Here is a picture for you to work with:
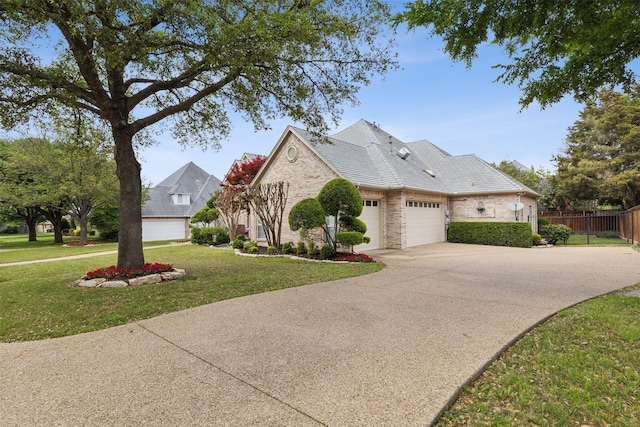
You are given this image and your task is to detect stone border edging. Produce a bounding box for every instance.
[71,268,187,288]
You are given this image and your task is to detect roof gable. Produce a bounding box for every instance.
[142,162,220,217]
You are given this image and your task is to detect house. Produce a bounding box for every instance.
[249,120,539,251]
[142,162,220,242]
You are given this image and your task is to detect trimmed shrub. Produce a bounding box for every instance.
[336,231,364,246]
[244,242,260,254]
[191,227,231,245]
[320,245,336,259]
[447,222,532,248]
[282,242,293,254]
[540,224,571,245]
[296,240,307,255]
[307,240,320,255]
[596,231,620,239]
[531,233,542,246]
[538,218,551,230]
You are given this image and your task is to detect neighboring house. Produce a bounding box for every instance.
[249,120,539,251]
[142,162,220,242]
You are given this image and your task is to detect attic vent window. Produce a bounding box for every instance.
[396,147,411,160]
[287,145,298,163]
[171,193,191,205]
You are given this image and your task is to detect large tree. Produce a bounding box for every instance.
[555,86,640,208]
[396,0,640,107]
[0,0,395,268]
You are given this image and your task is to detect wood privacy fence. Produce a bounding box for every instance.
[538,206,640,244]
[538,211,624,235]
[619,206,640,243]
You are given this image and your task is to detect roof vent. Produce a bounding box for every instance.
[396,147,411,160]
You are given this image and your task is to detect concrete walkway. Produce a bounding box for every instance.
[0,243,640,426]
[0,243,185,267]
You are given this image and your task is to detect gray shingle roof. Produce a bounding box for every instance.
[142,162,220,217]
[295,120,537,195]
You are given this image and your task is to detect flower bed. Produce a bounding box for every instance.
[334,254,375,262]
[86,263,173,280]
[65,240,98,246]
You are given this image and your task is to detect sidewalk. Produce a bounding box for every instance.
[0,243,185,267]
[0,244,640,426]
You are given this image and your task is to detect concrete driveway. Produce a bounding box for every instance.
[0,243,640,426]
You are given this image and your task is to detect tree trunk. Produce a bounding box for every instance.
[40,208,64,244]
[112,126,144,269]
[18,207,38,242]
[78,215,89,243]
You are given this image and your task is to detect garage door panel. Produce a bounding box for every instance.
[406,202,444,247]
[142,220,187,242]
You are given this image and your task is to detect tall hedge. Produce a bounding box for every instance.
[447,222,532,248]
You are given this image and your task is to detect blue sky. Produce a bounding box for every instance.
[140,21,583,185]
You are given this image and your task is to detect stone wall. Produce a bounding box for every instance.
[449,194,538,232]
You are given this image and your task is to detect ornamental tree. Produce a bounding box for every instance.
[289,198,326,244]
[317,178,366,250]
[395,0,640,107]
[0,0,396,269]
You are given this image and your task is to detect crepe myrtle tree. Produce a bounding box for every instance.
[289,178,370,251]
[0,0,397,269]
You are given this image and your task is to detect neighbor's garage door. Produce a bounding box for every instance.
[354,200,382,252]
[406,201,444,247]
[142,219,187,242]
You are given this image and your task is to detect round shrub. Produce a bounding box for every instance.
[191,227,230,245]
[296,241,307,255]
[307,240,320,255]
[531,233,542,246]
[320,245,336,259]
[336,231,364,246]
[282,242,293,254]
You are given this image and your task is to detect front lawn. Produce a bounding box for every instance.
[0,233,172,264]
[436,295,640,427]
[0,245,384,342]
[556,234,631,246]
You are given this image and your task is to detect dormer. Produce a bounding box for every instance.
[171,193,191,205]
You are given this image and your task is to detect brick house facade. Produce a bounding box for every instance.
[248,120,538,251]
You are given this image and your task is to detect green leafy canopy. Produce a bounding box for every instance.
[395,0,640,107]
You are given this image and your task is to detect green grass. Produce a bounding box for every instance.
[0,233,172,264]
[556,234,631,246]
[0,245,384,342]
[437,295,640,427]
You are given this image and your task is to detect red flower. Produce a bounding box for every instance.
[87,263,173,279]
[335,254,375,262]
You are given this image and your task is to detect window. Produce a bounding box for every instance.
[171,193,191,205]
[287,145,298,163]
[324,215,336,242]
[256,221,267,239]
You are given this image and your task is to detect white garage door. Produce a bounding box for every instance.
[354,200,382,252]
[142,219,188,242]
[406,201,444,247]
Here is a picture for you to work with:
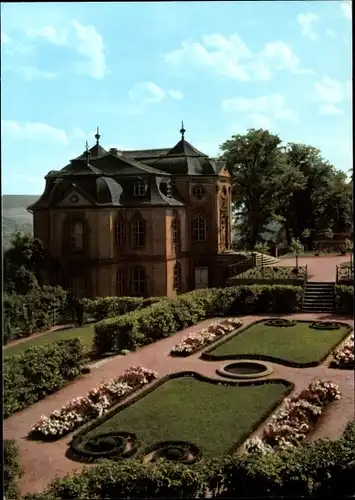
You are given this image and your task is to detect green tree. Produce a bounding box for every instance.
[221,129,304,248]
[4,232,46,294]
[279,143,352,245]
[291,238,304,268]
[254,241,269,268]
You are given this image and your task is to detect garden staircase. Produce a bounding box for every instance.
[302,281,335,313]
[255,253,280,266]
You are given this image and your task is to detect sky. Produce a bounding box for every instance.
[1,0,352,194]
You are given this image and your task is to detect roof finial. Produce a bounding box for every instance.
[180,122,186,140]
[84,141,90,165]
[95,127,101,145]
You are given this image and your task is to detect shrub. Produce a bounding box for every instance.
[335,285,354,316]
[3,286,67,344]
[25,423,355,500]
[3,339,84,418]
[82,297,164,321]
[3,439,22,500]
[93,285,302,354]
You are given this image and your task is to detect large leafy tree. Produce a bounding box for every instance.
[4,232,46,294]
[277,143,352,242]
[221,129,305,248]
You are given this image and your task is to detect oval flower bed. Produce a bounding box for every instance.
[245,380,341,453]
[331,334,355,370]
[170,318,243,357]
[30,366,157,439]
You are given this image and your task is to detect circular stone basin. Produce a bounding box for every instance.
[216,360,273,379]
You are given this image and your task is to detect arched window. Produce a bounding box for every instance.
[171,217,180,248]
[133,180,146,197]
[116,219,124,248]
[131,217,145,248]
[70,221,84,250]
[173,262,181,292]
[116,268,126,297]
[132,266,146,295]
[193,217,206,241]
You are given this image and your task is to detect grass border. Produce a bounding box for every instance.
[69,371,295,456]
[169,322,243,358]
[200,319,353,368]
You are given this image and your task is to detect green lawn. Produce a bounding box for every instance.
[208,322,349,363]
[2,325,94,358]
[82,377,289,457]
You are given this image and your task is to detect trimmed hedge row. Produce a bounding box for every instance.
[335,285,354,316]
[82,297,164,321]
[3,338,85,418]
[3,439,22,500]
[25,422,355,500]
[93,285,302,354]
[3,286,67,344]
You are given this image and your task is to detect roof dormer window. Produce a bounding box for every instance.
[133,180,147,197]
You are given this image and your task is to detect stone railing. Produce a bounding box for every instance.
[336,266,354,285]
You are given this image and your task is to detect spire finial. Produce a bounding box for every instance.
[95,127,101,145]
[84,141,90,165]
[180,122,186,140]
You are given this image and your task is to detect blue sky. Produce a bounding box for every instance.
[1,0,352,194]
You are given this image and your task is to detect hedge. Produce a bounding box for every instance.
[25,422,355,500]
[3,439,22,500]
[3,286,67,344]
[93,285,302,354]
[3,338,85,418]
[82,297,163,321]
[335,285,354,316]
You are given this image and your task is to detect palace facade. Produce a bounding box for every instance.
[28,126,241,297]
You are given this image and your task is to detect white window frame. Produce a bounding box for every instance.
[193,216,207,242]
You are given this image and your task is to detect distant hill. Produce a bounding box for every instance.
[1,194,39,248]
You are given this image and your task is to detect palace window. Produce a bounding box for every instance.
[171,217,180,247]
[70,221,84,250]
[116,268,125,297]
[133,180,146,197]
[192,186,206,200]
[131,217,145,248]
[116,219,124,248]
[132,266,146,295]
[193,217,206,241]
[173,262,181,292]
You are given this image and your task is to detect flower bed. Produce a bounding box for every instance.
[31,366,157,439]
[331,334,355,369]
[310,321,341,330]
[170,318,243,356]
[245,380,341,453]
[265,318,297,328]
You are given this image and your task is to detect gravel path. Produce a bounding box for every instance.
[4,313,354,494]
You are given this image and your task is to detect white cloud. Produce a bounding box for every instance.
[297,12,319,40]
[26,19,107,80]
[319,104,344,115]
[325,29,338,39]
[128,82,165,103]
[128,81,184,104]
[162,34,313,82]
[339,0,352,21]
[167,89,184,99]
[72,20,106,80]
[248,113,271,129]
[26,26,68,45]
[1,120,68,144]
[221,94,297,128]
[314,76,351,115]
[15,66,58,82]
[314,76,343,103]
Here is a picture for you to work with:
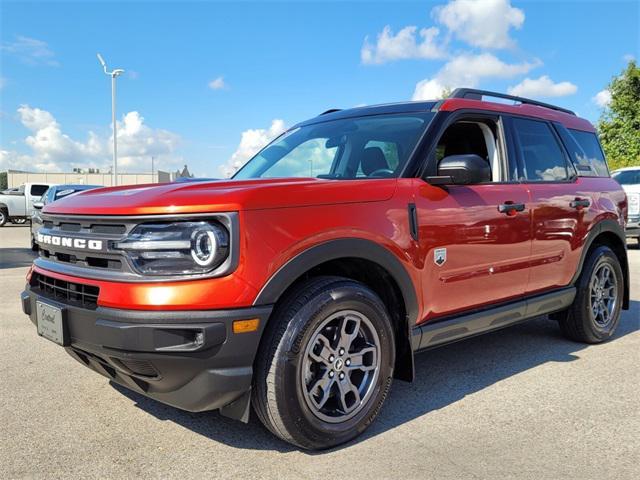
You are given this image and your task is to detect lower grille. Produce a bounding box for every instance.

To be done:
Convert everything from the start of the entries down to and including the line containing "[71,268,187,288]" into a JSON list of strings, one string per line. Omit blank lines and the pictures.

Worked solution:
[
  "Here is a picture for you to work with:",
  "You are given this image and your task is to detect stone border edging. Produce a bounding box for every instance.",
  "[71,268,187,288]"
]